REQUIRED ACTION
Each line below is to be written out in full, exactly as shown.

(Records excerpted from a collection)
□ □ □ □
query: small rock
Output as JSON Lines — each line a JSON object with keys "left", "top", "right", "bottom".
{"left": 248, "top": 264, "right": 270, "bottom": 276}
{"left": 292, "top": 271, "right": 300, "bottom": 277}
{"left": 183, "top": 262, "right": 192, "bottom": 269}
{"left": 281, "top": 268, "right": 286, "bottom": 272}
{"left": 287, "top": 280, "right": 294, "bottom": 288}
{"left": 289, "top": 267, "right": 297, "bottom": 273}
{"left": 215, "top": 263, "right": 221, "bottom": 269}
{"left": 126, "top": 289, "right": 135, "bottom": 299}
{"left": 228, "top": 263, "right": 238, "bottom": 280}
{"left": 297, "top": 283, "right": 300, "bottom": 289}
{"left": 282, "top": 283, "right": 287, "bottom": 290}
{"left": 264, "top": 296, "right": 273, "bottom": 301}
□ □ □ □
EXPECTED ANSWER
query: small rock
Output as JSON Lines — each line a JSON object with keys "left", "top", "right", "bottom".
{"left": 248, "top": 264, "right": 270, "bottom": 276}
{"left": 292, "top": 271, "right": 300, "bottom": 277}
{"left": 183, "top": 262, "right": 192, "bottom": 269}
{"left": 281, "top": 268, "right": 286, "bottom": 272}
{"left": 287, "top": 280, "right": 294, "bottom": 288}
{"left": 289, "top": 267, "right": 297, "bottom": 273}
{"left": 215, "top": 263, "right": 221, "bottom": 269}
{"left": 126, "top": 289, "right": 135, "bottom": 299}
{"left": 228, "top": 263, "right": 238, "bottom": 280}
{"left": 297, "top": 283, "right": 300, "bottom": 289}
{"left": 282, "top": 283, "right": 287, "bottom": 290}
{"left": 264, "top": 296, "right": 273, "bottom": 301}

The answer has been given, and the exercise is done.